* **Document passage**:
● ● ● ● ● ● ●

Driving my Jeep from Witter Springs to Lakeport, on my way to my monthly support group at the Pizza Palace on 11th Street, I had a crackerjack of an idea. First off, let me tell you the support group meets once a month every Thursday in the back room of the Pizza Palace. Naturally, everybody buys something for lunch. It may be any thing from a slice of good pizza to a veggie plate. I usually get the veggie plate and load up. It’s a good way to get my veggie vitamins and keeps me cranking full speed ahead. Once everyone has arrived, we talk.
About 1 percent of the time the discussion may touch on old memories and a few tears may fall. Everyone in the group has lost someone they loved. It is usually a spouse but sometimes a child or a parent. Talking with people that have the same experience helps get through the hard times. Mostly we cut up. We are happy as clams and tell good stories to one another. We talk about what we are doing and, most important, to get through any sad thoughts, we talk about our plans for our future; next week, next month and even years ahead. That’s plain good therapy for anyone too wrapped up in their own problems. Just like helping others is also great therapy because it forces grieving persons to quit thinking too much about themselves.

● ● ● ● ● ● ●

* **Entries supplied**:

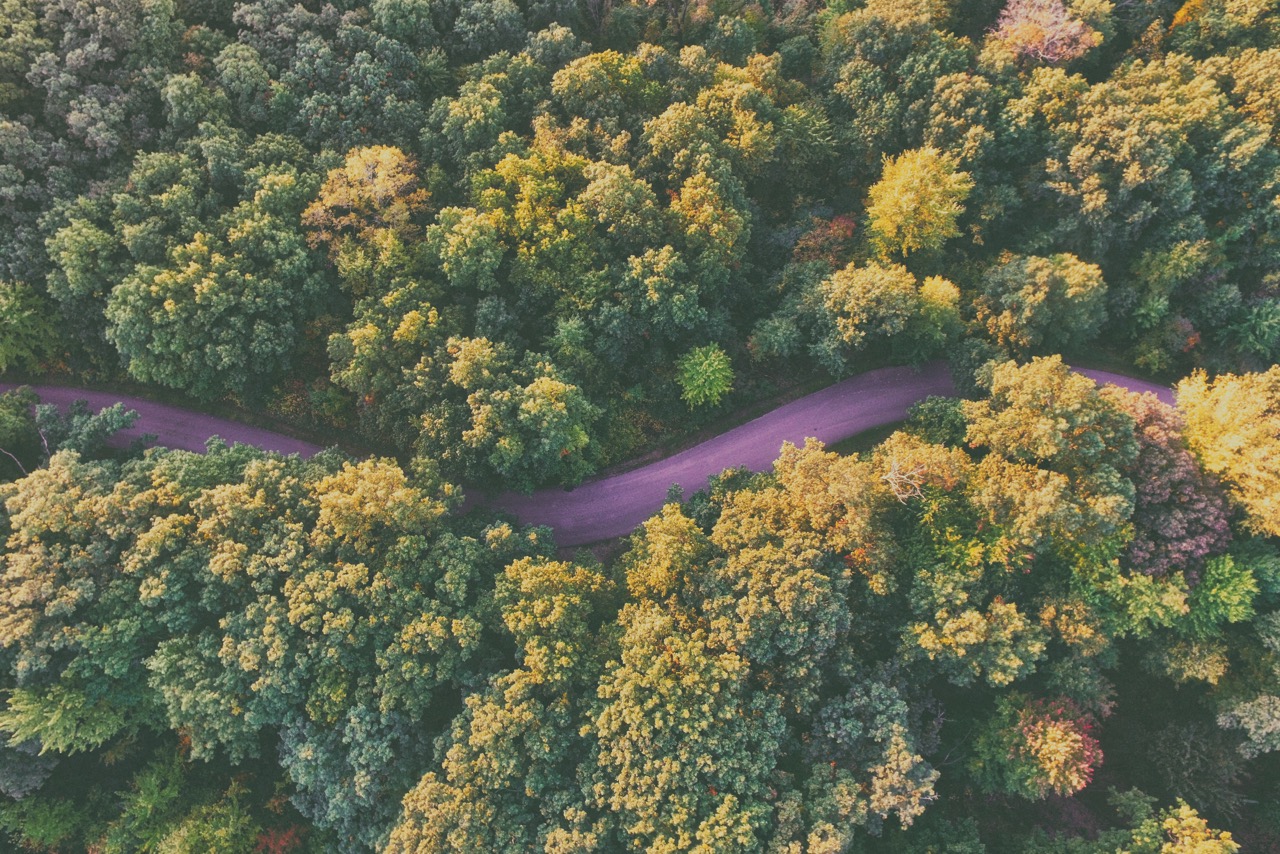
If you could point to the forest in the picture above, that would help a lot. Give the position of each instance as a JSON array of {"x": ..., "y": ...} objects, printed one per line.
[{"x": 507, "y": 245}]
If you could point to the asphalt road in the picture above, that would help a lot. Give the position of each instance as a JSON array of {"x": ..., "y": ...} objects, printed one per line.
[
  {"x": 608, "y": 507},
  {"x": 174, "y": 428}
]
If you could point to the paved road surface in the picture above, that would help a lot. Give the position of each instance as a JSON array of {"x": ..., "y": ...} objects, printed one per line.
[
  {"x": 613, "y": 506},
  {"x": 173, "y": 427}
]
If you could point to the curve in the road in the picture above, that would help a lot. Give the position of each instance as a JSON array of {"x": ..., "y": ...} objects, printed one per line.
[
  {"x": 613, "y": 506},
  {"x": 173, "y": 427}
]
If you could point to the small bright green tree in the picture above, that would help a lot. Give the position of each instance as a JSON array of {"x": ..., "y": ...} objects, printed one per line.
[{"x": 705, "y": 375}]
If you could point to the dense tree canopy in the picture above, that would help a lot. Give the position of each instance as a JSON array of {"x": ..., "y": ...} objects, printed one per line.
[{"x": 510, "y": 242}]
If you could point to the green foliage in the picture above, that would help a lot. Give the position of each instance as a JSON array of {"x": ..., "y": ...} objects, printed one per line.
[
  {"x": 27, "y": 330},
  {"x": 62, "y": 718},
  {"x": 508, "y": 234},
  {"x": 705, "y": 375},
  {"x": 1033, "y": 305}
]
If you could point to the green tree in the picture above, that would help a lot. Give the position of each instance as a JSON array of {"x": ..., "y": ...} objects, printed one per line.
[
  {"x": 27, "y": 329},
  {"x": 1032, "y": 305},
  {"x": 225, "y": 311},
  {"x": 685, "y": 743},
  {"x": 705, "y": 375}
]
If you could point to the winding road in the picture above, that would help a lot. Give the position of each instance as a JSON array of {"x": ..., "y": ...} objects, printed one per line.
[{"x": 613, "y": 506}]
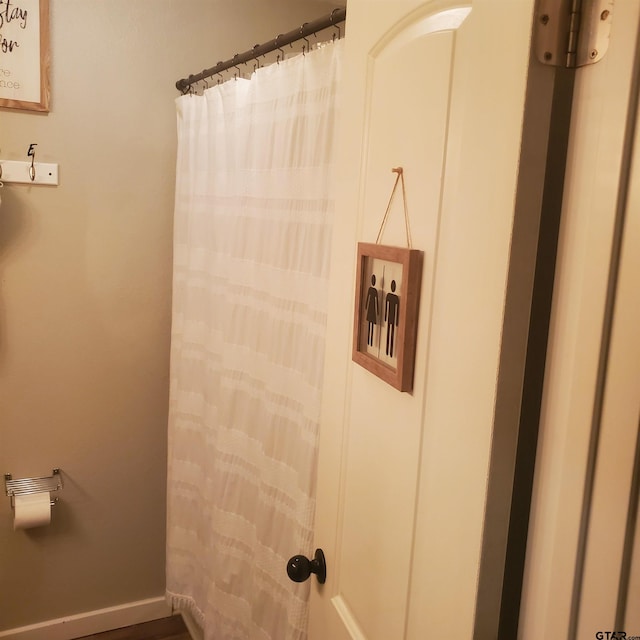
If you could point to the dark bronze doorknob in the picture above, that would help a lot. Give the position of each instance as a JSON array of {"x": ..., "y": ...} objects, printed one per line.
[{"x": 300, "y": 568}]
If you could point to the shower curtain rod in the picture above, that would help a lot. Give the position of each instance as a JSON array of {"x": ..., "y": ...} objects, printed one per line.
[{"x": 307, "y": 29}]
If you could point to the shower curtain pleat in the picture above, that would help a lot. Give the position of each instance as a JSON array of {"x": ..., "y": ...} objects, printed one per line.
[{"x": 253, "y": 213}]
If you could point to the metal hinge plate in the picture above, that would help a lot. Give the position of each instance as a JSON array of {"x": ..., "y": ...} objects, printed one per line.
[{"x": 572, "y": 33}]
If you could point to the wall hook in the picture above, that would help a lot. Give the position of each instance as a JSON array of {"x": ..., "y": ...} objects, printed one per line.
[{"x": 32, "y": 153}]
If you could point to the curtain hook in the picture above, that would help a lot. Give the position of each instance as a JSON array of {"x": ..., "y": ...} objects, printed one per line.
[
  {"x": 279, "y": 49},
  {"x": 32, "y": 153},
  {"x": 304, "y": 38}
]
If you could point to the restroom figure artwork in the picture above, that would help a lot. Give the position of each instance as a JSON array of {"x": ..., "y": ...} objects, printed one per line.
[
  {"x": 392, "y": 317},
  {"x": 372, "y": 310}
]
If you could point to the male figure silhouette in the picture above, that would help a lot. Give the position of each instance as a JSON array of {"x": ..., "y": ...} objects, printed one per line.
[{"x": 391, "y": 316}]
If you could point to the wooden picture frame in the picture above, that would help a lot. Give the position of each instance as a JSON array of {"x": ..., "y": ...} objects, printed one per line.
[
  {"x": 25, "y": 56},
  {"x": 385, "y": 322}
]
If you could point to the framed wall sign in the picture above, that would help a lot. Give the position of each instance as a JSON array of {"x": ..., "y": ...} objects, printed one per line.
[
  {"x": 24, "y": 54},
  {"x": 386, "y": 312}
]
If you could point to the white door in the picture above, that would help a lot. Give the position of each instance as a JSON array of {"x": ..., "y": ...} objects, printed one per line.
[
  {"x": 440, "y": 89},
  {"x": 583, "y": 565}
]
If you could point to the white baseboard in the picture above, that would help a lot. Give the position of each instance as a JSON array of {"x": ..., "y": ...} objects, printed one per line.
[{"x": 85, "y": 624}]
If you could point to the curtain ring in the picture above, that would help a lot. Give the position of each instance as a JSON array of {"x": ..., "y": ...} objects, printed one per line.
[
  {"x": 279, "y": 49},
  {"x": 304, "y": 38}
]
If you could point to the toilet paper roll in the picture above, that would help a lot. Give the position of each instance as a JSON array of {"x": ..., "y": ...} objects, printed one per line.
[{"x": 32, "y": 510}]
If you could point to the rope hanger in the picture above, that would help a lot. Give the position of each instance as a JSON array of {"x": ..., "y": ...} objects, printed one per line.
[{"x": 399, "y": 178}]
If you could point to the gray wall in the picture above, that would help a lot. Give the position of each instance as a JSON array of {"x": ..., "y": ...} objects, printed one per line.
[{"x": 85, "y": 293}]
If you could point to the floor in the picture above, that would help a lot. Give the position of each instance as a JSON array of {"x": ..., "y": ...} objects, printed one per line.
[{"x": 165, "y": 629}]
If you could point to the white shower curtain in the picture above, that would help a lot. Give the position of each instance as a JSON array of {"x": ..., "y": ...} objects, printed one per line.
[{"x": 251, "y": 251}]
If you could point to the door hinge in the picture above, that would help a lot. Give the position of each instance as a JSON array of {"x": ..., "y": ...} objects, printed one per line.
[{"x": 572, "y": 33}]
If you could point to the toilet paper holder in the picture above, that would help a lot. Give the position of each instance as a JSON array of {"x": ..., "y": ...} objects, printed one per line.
[{"x": 24, "y": 486}]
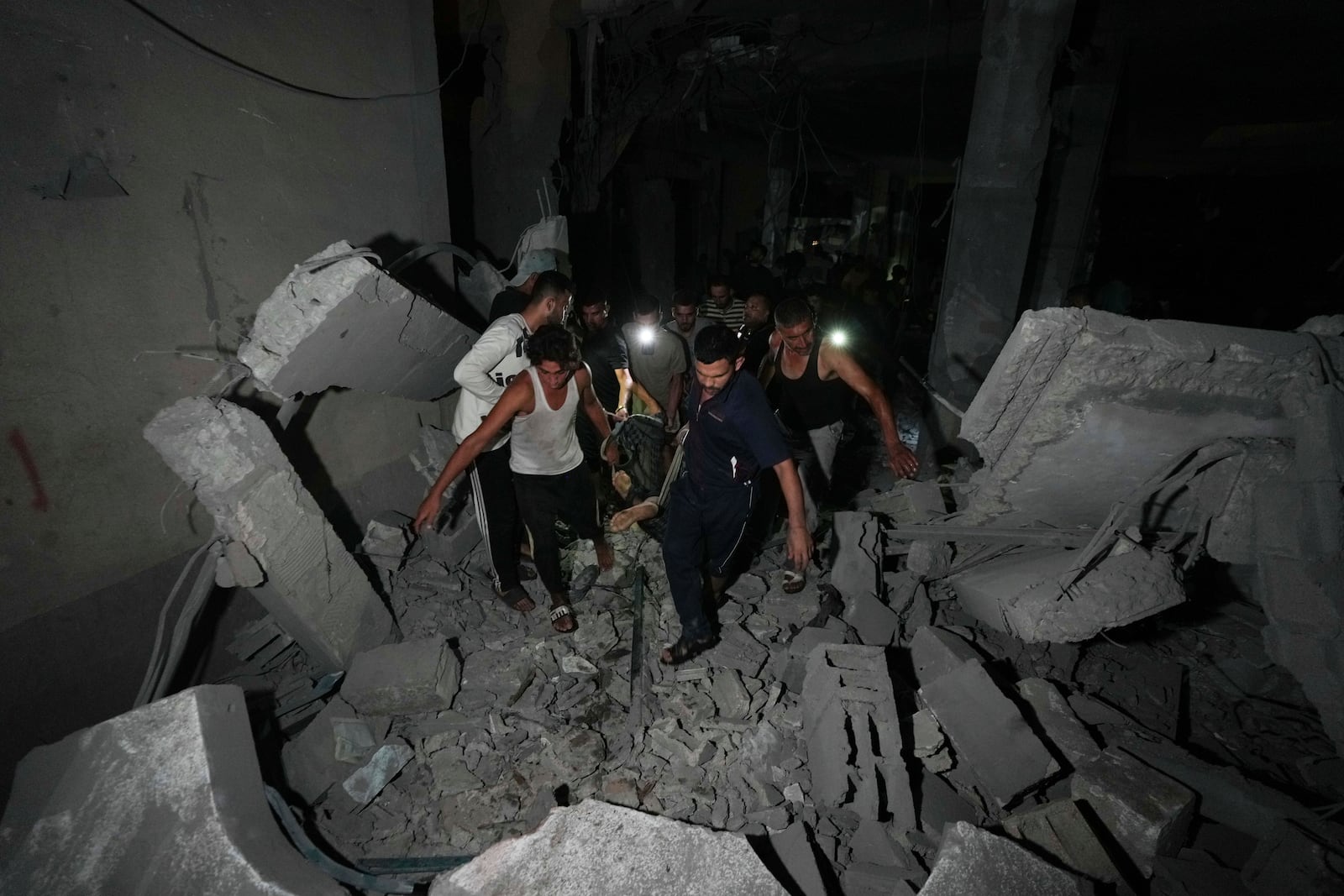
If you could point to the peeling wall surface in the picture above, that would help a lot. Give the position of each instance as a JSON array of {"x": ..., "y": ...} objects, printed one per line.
[{"x": 152, "y": 197}]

● ● ● ● ● ● ●

Copy the support group passage above between "Driving my Jeep" and "arrived, we talk.", inclusive, changing "Jeep" to "truck".

Driving my truck from Witter Springs to Lakeport, on my way to my monthly support group at the Pizza Palace on 11th Street, I had a crackerjack of an idea. First off, let me tell you the support group meets once a month every Thursday in the back room of the Pizza Palace. Naturally, everybody buys something for lunch. It may be any thing from a slice of good pizza to a veggie plate. I usually get the veggie plate and load up. It’s a good way to get my veggie vitamins and keeps me cranking full speed ahead. Once everyone has arrived, we talk.